─── Data extract

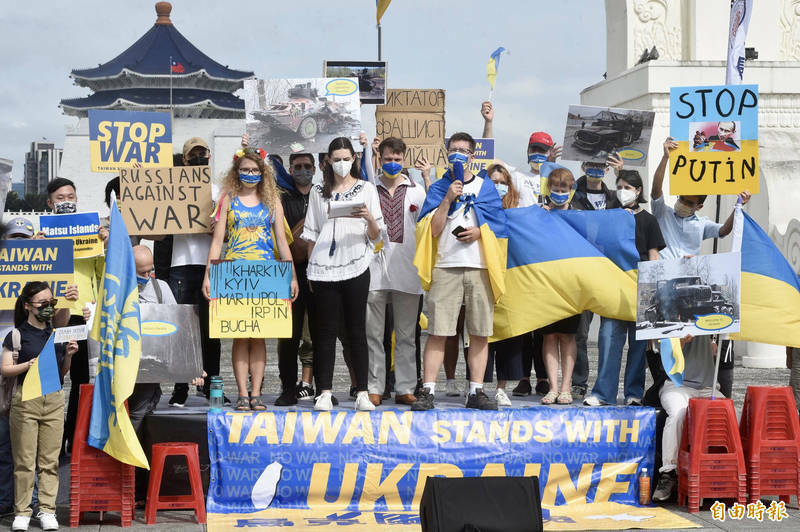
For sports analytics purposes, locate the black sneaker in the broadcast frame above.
[511,379,533,397]
[536,381,552,396]
[295,382,314,401]
[653,469,678,502]
[466,388,497,410]
[411,388,433,411]
[275,389,297,406]
[169,390,189,408]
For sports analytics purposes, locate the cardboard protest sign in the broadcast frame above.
[636,252,742,340]
[561,105,656,166]
[0,239,74,309]
[39,212,104,259]
[439,137,494,177]
[669,85,758,195]
[89,109,172,172]
[242,78,361,153]
[375,89,447,168]
[119,166,213,235]
[209,260,292,338]
[322,61,386,104]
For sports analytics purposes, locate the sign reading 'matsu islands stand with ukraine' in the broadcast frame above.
[207,407,692,531]
[39,212,103,259]
[669,85,758,195]
[0,239,74,310]
[208,260,292,338]
[89,109,172,172]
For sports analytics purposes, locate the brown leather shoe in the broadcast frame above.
[394,393,417,405]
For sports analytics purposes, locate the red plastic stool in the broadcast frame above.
[69,384,134,528]
[678,398,747,513]
[740,386,800,504]
[144,442,206,525]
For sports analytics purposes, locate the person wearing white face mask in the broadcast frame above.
[300,137,385,410]
[583,170,666,406]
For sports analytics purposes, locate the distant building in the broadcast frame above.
[24,141,64,194]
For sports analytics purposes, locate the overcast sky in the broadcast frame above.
[0,0,605,181]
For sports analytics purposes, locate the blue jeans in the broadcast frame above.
[592,318,647,405]
[0,416,14,508]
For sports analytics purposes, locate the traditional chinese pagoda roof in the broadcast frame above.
[61,89,244,118]
[71,2,254,92]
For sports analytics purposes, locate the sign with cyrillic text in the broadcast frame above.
[208,260,292,338]
[119,166,213,235]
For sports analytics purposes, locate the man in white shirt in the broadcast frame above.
[411,133,499,410]
[169,137,220,407]
[367,137,425,406]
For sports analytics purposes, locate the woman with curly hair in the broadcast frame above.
[203,148,297,410]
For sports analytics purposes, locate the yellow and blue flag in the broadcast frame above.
[375,0,392,24]
[731,208,800,347]
[659,338,684,386]
[414,170,508,301]
[491,206,639,341]
[88,200,149,469]
[22,333,61,401]
[486,46,508,89]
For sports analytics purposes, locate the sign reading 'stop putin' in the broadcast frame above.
[669,85,758,195]
[89,110,172,172]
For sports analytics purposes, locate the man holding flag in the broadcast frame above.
[411,133,508,410]
[89,200,149,468]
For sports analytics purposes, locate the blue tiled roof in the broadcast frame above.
[72,24,253,81]
[61,89,244,111]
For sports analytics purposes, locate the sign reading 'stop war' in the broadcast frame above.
[0,239,74,309]
[669,85,758,195]
[375,89,447,168]
[208,260,292,338]
[39,212,103,259]
[89,109,172,172]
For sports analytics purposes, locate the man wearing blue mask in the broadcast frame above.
[367,137,425,406]
[411,133,507,410]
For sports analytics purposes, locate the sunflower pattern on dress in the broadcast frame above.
[225,197,274,260]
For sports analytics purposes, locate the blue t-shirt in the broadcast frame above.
[3,321,67,386]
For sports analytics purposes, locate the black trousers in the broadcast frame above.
[311,270,369,392]
[278,263,317,391]
[63,315,89,452]
[169,264,220,392]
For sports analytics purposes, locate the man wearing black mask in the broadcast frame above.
[169,137,220,407]
[275,153,316,406]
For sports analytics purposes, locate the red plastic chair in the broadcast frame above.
[144,442,206,525]
[69,384,134,528]
[678,398,747,513]
[740,386,800,504]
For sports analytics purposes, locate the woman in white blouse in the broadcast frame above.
[301,137,385,410]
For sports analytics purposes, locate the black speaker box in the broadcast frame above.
[419,477,543,532]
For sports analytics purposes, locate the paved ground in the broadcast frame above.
[0,338,800,532]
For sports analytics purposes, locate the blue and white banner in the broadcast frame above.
[207,407,700,530]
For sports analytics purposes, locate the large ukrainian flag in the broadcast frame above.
[88,200,149,469]
[491,206,639,341]
[731,211,800,347]
[414,170,508,302]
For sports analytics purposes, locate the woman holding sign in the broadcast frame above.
[0,281,78,530]
[203,148,297,410]
[300,137,386,410]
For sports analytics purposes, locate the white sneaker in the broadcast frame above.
[494,388,511,406]
[445,381,461,397]
[36,512,58,530]
[11,515,29,530]
[356,392,375,412]
[314,392,333,412]
[583,395,603,406]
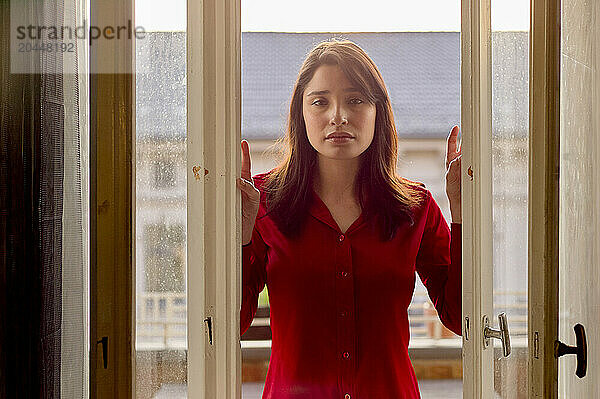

──────

**To be done:**
Reproduce all of the material above word for word, omitting the pictures.

**Response below:**
For sports analytics purposes, locate the black sneaker in the broadcast frame above.
[511,379,533,397]
[536,381,552,396]
[295,382,314,401]
[653,469,678,502]
[466,388,497,410]
[411,388,433,411]
[275,389,297,406]
[169,390,189,408]
For sports analytics purposes, locate the cardboard protest sign in the broadcast frame above.
[636,252,742,340]
[561,105,656,166]
[0,239,74,309]
[39,212,104,259]
[439,137,494,177]
[669,85,758,195]
[89,109,172,172]
[242,78,361,153]
[375,89,447,168]
[119,166,213,235]
[209,260,292,338]
[322,61,386,104]
For sports analytics purposes, locate the sign reading 'matsu islands stand with ukraine' in the broadcast frame above.
[207,407,692,531]
[39,212,103,259]
[669,85,758,195]
[0,239,74,310]
[208,260,292,338]
[89,109,172,172]
For sports analytics purposes, locate the brown leather shoe in the broadcast frame above.
[394,393,417,405]
For sports analytics purposes, locate the red plastic stool in the broadcast frame above.
[69,384,134,528]
[678,398,747,513]
[740,386,800,504]
[144,442,206,525]
For sports analytics purposes, locate the person wearing white face mask in the broadcast frame above.
[300,137,385,410]
[583,170,666,406]
For sports analytics purposes, locate the distant building in the broadcast frame above.
[24,141,64,194]
For sports analytics purposes, locate the overcast sky in the broadcast frame above.
[0,0,605,181]
For sports analytics purposes, locate the blue jeans in the broadcast frame above.
[592,318,647,405]
[0,416,14,508]
For sports analytics purposes, locate the traditional chinese pagoda roof in the broadcast frame above.
[61,89,244,118]
[71,2,254,92]
For sports analytics purposes, locate the sign with cyrillic text in the broadcast frame above.
[208,260,292,338]
[119,166,213,235]
For sports analytics purposes, locate the man in white shirt in the broadcast frame above.
[411,133,499,410]
[169,137,220,407]
[367,137,425,406]
For sports analytics purposes, locate the woman with curly hair in the broadcast frame above.
[203,148,297,410]
For sports analytics purposes, locate the yellow and blue flag in the broadcast frame above.
[375,0,392,24]
[731,208,800,347]
[659,338,684,386]
[414,170,508,301]
[491,206,639,341]
[88,200,149,469]
[22,333,61,401]
[486,46,508,89]
For sports analytics purposes, locate the sign reading 'stop putin' in the broadcast frame above.
[669,85,758,195]
[89,110,172,172]
For sports analytics purposes, locate the man holding flag in the broadcast frame above.
[411,133,508,410]
[89,200,149,468]
For sports analytics purposes, locate the blue tiled roof in the broadcast frame above.
[72,24,253,81]
[61,89,244,111]
For sports analytics purposes, locate the sign reading 'stop war' in the broadcast frame above.
[0,239,74,309]
[669,85,758,195]
[375,89,447,168]
[208,260,292,338]
[39,212,103,259]
[89,109,172,172]
For sports analytics purposes, locate the man wearing blue mask in the broadcast frame above.
[367,137,425,406]
[411,133,507,410]
For sports analytics purposes, locate the sunflower pattern on dress in the broadcast frame above.
[225,197,274,260]
For sports analytics purposes, locate the blue t-shirt in the broadcast frame above.
[3,321,67,386]
For sports analytics purposes, locate the black trousers in the broadcast frame above.
[311,270,369,392]
[278,263,317,391]
[63,315,89,452]
[169,264,220,392]
For sports analytics purposes, locate the man wearing black mask in the broadcast frame above.
[169,137,220,407]
[275,153,316,406]
For sports analytics purposes, locate the red plastic chair in the broadcast frame above.
[144,442,206,525]
[69,384,134,528]
[678,398,747,513]
[740,386,800,504]
For sports analytics purposes, locate the woman in white blouse in the broadcast frame above.
[301,137,385,410]
For sports analytics purposes, locate the black speaker box in the broadcast frame above.
[419,477,543,532]
For sports analytics purposes, locate the paved ground in the broadcast frame above.
[0,338,800,532]
For sports analytics purposes, locate the blue and white banner in the broadcast frame above.
[207,407,700,530]
For sports analytics purposes, locate the large ukrainian flag in the broadcast frame above.
[88,200,149,469]
[491,206,639,341]
[731,211,800,347]
[414,170,508,302]
For sports analytics purposes, locate the woman holding sign in the broadcast frame above.
[0,281,78,530]
[203,148,297,410]
[300,137,386,410]
For sports analytics purposes, locate the white sneaker in the broadcast frame above.
[494,388,511,406]
[445,381,461,397]
[36,512,58,530]
[11,515,29,530]
[356,392,375,412]
[314,392,333,412]
[583,395,603,406]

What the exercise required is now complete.